_Document extract_.
The body as neither altar nor afterthought; the spirit as neither savior nor specimen. These are the relations that define much of Leila Chatti’s debut poetry collection, Deluge (Copper Canyon Press, 2020), in which the poet dissects her perception of what is considered sacred and profane. A thorough exercise in simultaneity and juxtaposition, Deluge attends to the removal of distance between the holy and the mundane, between the perfect and imperfect. 

Delineating a first-person, loosely chronological narrative, Deluge begins with a reverent exclamation, “From the depths I have cried out to you, O Lord.” Yet it is immediately followed by the poem “Confession,” expounding on the hesitation, and later, regret that Mary—the mother of Jesus—must have felt in agreeing to “[bear] His child / like a secret she never wanted to hear.” In the poem, the speaker admires Mary’s defiance, however transient, however unsuccessful it was in preventing the pain of childbirth. Together, these lines construct a window to the female experience, its beauty and suffering and everything in between.

Leila Chatti was raised by a Muslim father and a Catholic mother, in the intersection of two religions with fraught histories of feminine oppression. In these traditions, the flood, sent by God to drown the earth, is a punishment for human wrongdoing. The act of bleeding, in certain forms, is also looked down upon and branded as sin. Chatti experiences an amalgamation of both abnormalities: a tumor in her early twenties, the cause of her regular and profuse hemorrhages—what her doctors referred to as a flood—as well as menstruation. Deluge upon deluge of blood. 

What does it mean, then, to occupy a body while under the gaze of the spirit? Deluge traces the history of blood in the speaker’s body and challenges itself to be freed of self-imposed constraints. From her first period at age twelve in “Mubtdiyah,” where she “lived unobserved, my sins not sins / because no one looked,” to her stays in the hospital after diagnosis, surgery, and recovery: “…my life / bouncing back within reach, my life / bounding toward me when called,” Chatti is dedicated to removing shame from menstruation, from the failure of the body’s systems, because she allows for its failure. Embraces it, even. Writing from an immensity of exile, Chatti reminds me of the fragility of my own body—how it has broken down, how it has built itself back up. How I have emerged where I have struggled. 

And despite all that has happened, Chatti very much exerts ownership over the narrative, not letting the flood swallow her words but choosing to tell her story. The result is a lyrical, visceral account. She is bold in the way that she is honest and self-aware. She is deliberate and steadfast. She is devotional and defiant. Chatti’s words impart an unspeakable beauty that reverberates in my mind, my unbroken body, time after time.

_Dataset extract_.
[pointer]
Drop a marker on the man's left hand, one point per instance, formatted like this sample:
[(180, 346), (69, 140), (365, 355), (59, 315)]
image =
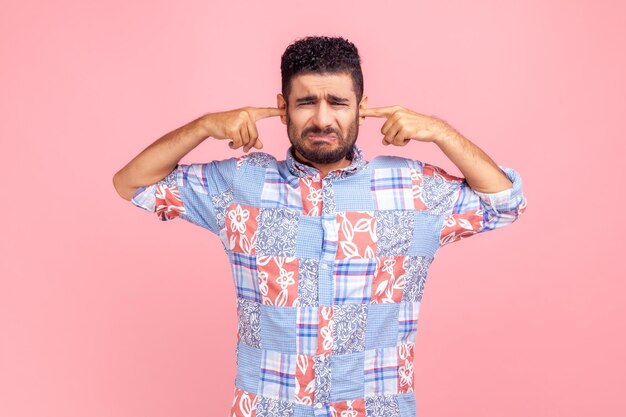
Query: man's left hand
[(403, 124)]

_Task prompt_. Rewrite the review of Deluge, beginning at "Delineating a first-person, loosely" and stopping after "everything in between.", with "transient" changed to "fleeting".

_Solution for this task_.
Delineating a first-person, loosely chronological narrative, Deluge begins with a reverent exclamation, “From the depths I have cried out to you, O Lord.” Yet it is immediately followed by the poem “Confession,” expounding on the hesitation, and later, regret that Mary—the mother of Jesus—must have felt in agreeing to “[bear] His child / like a secret she never wanted to hear.” In the poem, the speaker admires Mary’s defiance, however fleeting, however unsuccessful it was in preventing the pain of childbirth. Together, these lines construct a window to the female experience, its beauty and suffering and everything in between.